Entries from a point labeling set
##############################

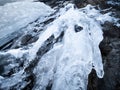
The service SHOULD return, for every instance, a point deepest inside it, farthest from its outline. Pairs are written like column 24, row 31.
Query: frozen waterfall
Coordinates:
column 73, row 53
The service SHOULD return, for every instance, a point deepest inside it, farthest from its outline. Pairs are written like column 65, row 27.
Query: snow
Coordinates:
column 68, row 64
column 3, row 2
column 14, row 16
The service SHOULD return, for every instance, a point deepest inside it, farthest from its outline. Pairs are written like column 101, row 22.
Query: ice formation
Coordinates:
column 67, row 64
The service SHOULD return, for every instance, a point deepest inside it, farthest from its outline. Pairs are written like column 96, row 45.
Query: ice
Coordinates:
column 15, row 16
column 69, row 63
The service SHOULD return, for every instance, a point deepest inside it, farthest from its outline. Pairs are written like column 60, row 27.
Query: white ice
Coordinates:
column 14, row 16
column 69, row 63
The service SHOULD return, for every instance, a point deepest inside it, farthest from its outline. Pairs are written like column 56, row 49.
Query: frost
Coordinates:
column 67, row 65
column 14, row 16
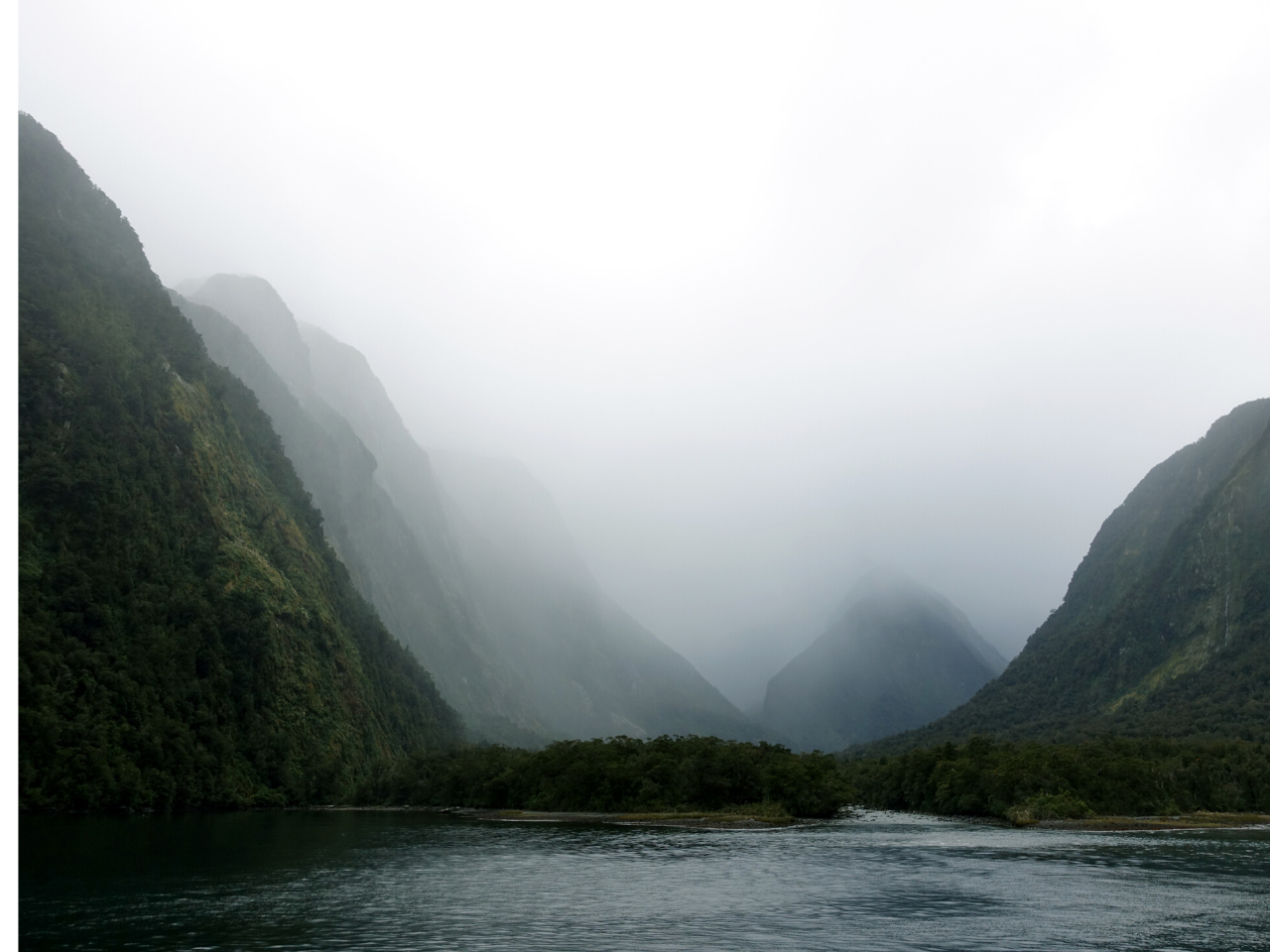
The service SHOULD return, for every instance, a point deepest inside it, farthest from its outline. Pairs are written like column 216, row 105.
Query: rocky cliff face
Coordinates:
column 1165, row 627
column 897, row 656
column 187, row 638
column 493, row 597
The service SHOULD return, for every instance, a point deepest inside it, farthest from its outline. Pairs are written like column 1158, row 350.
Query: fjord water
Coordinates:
column 411, row 881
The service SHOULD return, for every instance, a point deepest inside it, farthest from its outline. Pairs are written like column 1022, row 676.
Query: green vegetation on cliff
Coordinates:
column 187, row 638
column 620, row 774
column 1112, row 775
column 1165, row 630
column 898, row 655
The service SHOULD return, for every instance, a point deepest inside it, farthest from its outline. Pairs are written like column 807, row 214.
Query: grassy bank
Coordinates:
column 616, row 775
column 1035, row 782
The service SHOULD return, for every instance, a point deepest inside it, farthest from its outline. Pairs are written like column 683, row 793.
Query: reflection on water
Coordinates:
column 409, row 881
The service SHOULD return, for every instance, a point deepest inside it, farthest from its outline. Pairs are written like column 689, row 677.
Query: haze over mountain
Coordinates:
column 758, row 293
column 476, row 572
column 1165, row 629
column 897, row 656
column 420, row 599
column 186, row 636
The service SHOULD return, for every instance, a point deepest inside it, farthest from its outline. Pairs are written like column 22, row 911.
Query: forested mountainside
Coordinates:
column 897, row 656
column 588, row 669
column 382, row 552
column 592, row 669
column 187, row 638
column 1165, row 629
column 550, row 642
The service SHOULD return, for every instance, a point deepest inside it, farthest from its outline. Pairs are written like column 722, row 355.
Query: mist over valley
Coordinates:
column 572, row 476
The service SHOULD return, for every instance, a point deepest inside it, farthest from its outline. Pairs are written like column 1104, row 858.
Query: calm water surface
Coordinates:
column 413, row 881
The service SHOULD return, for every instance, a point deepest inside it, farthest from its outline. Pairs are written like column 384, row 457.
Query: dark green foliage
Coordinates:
column 620, row 774
column 1115, row 775
column 1165, row 629
column 897, row 656
column 186, row 636
column 384, row 556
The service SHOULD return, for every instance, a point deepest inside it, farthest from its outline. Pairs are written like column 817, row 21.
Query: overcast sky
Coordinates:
column 760, row 293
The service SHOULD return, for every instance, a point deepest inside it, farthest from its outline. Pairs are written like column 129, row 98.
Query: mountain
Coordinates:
column 1165, row 629
column 896, row 656
column 389, row 565
column 186, row 636
column 592, row 669
column 549, row 645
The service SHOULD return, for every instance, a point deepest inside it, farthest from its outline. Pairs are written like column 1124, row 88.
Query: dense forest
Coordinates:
column 619, row 774
column 187, row 638
column 1026, row 782
column 1165, row 629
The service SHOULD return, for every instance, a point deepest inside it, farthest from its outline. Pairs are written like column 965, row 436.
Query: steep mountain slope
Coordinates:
column 187, row 638
column 590, row 667
column 897, row 656
column 1166, row 624
column 380, row 548
column 587, row 666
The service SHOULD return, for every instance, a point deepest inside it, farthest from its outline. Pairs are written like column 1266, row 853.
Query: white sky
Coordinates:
column 760, row 293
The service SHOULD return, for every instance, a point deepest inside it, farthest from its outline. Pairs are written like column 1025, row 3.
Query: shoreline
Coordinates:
column 690, row 820
column 753, row 821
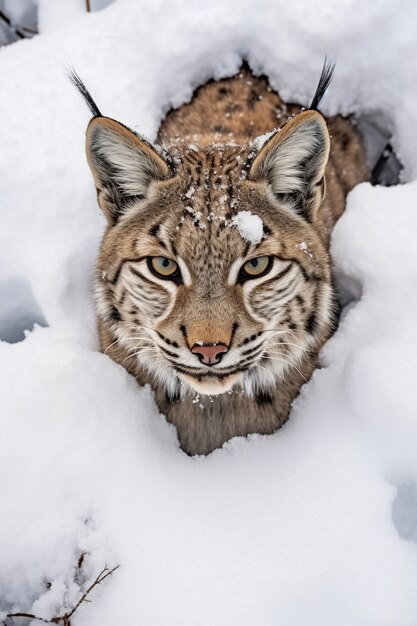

##############################

▶ _PROMPT_: Return every line of the entries above that contains the string "cliff".

▶ _FULL ANSWER_:
Query: rocky cliff face
Query: green vegetation on cliff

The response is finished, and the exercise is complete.